> [GOAL OF THE EXERCISE]:
Give the count of lines in the entries that include "first", and write nothing besides it.

> [INPUT RECORDS]:
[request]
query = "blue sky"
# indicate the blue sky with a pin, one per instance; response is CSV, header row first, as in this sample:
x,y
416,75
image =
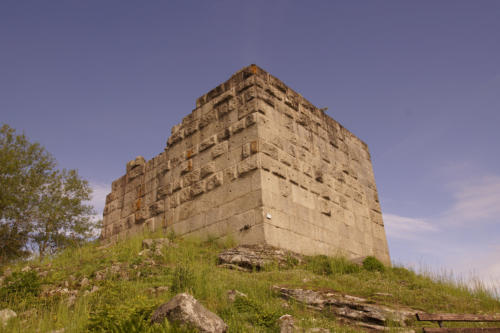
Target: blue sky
x,y
99,82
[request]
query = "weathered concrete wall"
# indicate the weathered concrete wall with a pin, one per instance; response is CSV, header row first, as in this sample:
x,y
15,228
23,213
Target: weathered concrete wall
x,y
257,161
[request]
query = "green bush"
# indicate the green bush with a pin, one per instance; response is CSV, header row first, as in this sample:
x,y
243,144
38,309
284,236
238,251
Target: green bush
x,y
21,284
256,314
372,264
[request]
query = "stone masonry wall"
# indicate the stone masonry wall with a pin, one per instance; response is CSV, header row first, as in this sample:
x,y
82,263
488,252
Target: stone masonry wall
x,y
256,161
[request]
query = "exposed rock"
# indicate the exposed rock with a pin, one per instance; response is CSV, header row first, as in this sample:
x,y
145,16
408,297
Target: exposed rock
x,y
154,246
256,257
185,309
233,294
59,292
6,315
7,273
84,282
286,323
161,289
157,290
235,267
353,309
71,301
43,274
100,275
62,330
155,243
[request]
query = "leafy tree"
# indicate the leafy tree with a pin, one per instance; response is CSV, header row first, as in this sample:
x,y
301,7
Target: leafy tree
x,y
41,207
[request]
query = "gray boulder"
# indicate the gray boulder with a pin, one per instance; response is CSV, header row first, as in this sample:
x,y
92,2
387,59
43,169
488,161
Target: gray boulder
x,y
355,310
250,257
185,309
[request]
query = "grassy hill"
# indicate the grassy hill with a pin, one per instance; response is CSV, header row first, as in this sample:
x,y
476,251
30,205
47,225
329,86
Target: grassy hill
x,y
98,288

> [WRITTEN ANSWER]:
8